## STORED DATA

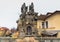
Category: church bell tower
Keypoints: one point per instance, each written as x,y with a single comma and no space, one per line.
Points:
27,22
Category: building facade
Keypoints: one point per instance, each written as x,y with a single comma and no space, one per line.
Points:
30,24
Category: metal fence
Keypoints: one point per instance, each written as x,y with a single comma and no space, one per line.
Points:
8,39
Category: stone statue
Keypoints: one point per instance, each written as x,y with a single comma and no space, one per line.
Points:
24,8
31,8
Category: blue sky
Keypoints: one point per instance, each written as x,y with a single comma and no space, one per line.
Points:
10,9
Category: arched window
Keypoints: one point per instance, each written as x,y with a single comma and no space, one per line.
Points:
29,30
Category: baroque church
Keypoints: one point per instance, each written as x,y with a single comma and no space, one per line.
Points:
27,22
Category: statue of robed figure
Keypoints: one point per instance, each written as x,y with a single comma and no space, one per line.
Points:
24,8
31,8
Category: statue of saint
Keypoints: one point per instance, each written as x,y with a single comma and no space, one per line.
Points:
24,8
31,8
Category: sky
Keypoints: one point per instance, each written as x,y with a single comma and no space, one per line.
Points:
11,9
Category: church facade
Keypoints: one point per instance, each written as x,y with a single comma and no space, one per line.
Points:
30,24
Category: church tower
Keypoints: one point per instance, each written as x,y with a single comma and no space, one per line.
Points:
27,22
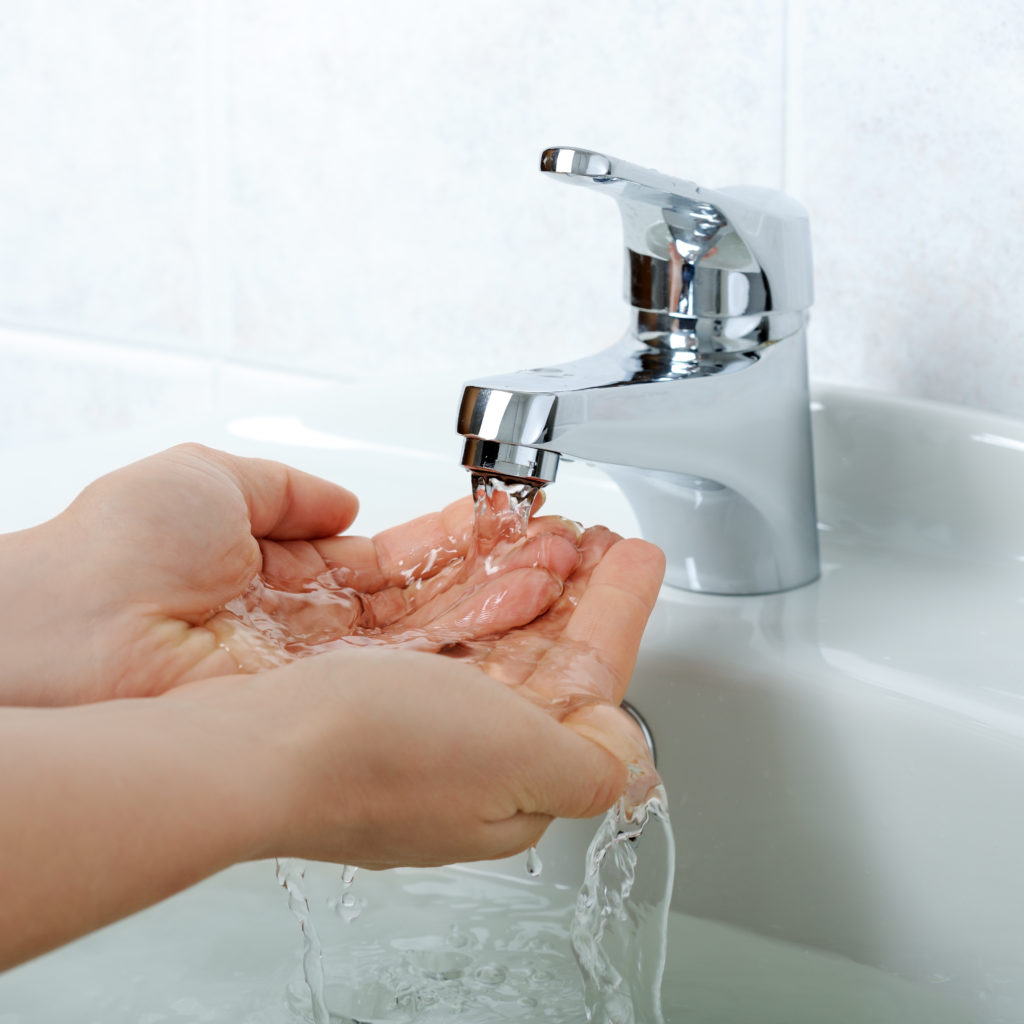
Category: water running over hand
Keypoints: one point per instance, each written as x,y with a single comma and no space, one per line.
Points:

## SET PROBLEM
Convert all of the rows above into a JSON list of strings, one string per line, with blank lines omitted. Leave the pictures out of the list.

## CORRECT ANSWER
[
  "Category: church bell tower",
  "Keypoints: one point per instance, each written as x,y with a single comma and no space, one per line.",
  "Points:",
  "27,22",
  "Category: building facade",
  "Keypoints: one point per instance, each written as x,y with a single comma and no space, one per line.",
  "Points:",
  "30,24",
  "Category: metal fence",
  "Keypoints: one point per instance, each written as x,y with a single comma and no space, one per line.",
  "Points:",
  "8,39",
  "Category: stone statue",
  "Keypoints: one point per instance, each written as x,y with a single comma and no space, one per line.",
  "Points:",
  "24,8",
  "31,8",
  "Category: blue sky",
  "Keypoints: one point per instance, each written as x,y with a single comma and no space, one per line.",
  "Points:",
  "10,9",
  "Category: arched window",
  "Keypoints: one point per instance, each written as x,y with a single comma and no space, one per line.",
  "Points:",
  "29,30",
  "Category: baroque church",
  "Keypoints: one point per instance, each written as x,y with a single comma and no space, one per line.",
  "Points:",
  "27,22",
  "Category: statue of robed figure",
  "Keypoints: one point per instance, each written as x,y with a single comma and no space, one per line.",
  "Points:",
  "24,8",
  "31,8",
  "Category: statue of saint",
  "Keypoints: one point per instance, each written as x,y with a single comma and no space, one per line.",
  "Points:",
  "24,8",
  "31,8",
  "Category: sky",
  "Keypoints: one point per instance, each written as x,y with a single comma and no space, one per line.",
  "Points:",
  "11,9",
  "Category: church facade",
  "Keypoints: one point per instance, each written as x,y with a single comma and no space, one per line.",
  "Points:",
  "30,24",
  "Category: church tower",
  "Keypoints: one point per instance, each written as x,y with a single comma and no space, one per line.",
  "Points:",
  "27,22",
  "Category: water running over hand",
  "Keypoints: one point per instance, each written as x,y with a single comma and no space, one per line.",
  "Points:"
]